Data supplied:
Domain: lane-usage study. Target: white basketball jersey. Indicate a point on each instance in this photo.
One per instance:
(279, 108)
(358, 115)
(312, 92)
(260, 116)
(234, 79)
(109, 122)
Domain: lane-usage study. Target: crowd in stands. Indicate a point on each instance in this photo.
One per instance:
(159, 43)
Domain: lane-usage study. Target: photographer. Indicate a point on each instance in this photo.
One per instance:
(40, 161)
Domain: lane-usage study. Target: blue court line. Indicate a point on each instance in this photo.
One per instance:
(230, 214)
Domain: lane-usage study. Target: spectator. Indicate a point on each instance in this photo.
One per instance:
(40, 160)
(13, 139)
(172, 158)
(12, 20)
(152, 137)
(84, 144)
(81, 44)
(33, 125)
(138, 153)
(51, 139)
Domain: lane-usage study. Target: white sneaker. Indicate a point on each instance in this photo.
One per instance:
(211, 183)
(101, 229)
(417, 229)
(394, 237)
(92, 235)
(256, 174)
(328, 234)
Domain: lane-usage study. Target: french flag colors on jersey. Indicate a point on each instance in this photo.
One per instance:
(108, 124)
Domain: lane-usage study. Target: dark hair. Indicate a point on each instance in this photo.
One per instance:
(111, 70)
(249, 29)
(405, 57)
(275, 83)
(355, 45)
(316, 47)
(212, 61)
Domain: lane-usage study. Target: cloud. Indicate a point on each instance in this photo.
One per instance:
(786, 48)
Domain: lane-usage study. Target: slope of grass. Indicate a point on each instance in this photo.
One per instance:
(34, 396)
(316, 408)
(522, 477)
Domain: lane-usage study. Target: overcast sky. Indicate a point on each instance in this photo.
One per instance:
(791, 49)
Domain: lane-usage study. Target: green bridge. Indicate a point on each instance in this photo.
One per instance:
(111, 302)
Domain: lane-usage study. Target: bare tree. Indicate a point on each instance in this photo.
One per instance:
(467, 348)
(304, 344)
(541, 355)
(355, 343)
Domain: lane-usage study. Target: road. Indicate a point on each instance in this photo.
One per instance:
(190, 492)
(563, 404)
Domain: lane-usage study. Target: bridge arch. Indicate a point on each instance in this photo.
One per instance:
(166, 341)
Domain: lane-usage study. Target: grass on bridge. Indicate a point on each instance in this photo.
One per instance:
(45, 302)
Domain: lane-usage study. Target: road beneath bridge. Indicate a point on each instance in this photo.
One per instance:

Assignment: Within the listing above, each line containing "white" is counted once; report the total and nothing else.

Output below: 2